Exercises:
• a. Reproduce the recovery forum excerpt from "One idea that" up to and including "things were dead.".
• b. Answer these questions from the recovery forum excerpt:
(i) In the passage about staying at work, where does the little voice suggest going instead?
(ii) What join date is listed for the member?
(iii) In the closing quotation, what three things does drinking mean for most normal folks?

Why not?
I mean there are things that we often do even though we have thoughts against it like stay at work the whole day even though we would rather buzz off and go surf or something. But we stay at work. We don't get into a whole conversation in our head with that little voice that is like come on let's go to the beach. Nor do we argue, well if I run out the door now maybe no one will notice, no Jill will notice, no she won't, maybe I can convince the boss,— point is we don't give a lot of energy to arguing with that voice. No, we just notice, oh I don't want to be at work again, I would rather be at the beach, and we keep on working away.
It's not a walk in the park - otherwise none of us would be here. We'd just do it.
I doubt it's any more difficult that the way we live as active addicts - but it seems to suck more cos we're depriving ourselves - after years of instant gratification with booze, deprivation hurts.
But it's not impossible - theres a whole mess of people here to prove that.
And yes, ice cream helps LOL
D
I doubt it's any more difficult that the way we live as active addicts - but it seems to suck more cos we're depriving ourselves - after years of instant gratification with booze, deprivation hurts.
But it's not impossible - theres a whole mess of people here to prove that.
And yes, ice cream helps LOL
D
Member
Join Date: Apr 2009
Posts: 3,095
Prior to that, the pain and desperation faded after a few months. My resolve melted after a few months of sobriety. Prior to that, I couldn't really stop those thoughts. I'd be OK for a while and then the thoughts would creep back in.
One idea that makes sense to me now, but didn't at the time I got sober, was that I was chasing ghosts. I wanted to relive that euphoric feeling of drinking, that carefree release. But as an alcoholic who had drank past that point, those feelings were not possible for me. Booze simply could not provide that feeling for me any more. Those things were dead.
"For most normal folks, drinking means conviviality, companionship and colorful imagination. It means release from care, boredom and worry. It is joyous intimacy with friends and a feeling that life is good. But not so with us in those last days of heavy drinking. The old pleasures were gone. They were but memories. Never could we recapture the great moments of the past. There was an insistent yearning to enjoy life as we once did and a heartbreaking obsession that some new miracle of control would enable us to do it. There was always one more attempt — and one more failure."

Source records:

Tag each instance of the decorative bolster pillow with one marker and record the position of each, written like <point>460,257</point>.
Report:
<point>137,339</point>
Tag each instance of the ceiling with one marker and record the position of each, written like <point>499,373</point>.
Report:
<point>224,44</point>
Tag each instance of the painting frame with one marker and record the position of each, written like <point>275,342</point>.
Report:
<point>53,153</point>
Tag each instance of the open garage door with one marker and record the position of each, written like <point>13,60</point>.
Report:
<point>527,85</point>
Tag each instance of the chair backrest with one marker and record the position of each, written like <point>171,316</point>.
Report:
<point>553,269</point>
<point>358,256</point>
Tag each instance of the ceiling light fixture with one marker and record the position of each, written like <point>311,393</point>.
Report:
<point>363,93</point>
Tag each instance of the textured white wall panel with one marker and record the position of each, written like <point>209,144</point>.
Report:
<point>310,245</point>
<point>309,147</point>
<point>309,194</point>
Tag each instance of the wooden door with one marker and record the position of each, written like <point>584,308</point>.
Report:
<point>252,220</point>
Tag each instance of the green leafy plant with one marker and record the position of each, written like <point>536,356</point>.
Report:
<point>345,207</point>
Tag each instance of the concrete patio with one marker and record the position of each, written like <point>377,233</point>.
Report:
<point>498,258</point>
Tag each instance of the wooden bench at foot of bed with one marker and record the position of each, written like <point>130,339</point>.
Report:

Responses to the exercise:
• a.
One idea that makes sense to me now, but didn't at the time I got sober, was that I was chasing ghosts. I wanted to relive that euphoric feeling of drinking, that carefree release. But as an alcoholic who had drank past that point, those feelings were not possible for me. Booze simply could not provide that feeling for me any more. Those things were dead.

• b.
(i) To the beach.
(ii) April 2009.
(iii) Conviviality, companionship and colorful imagination.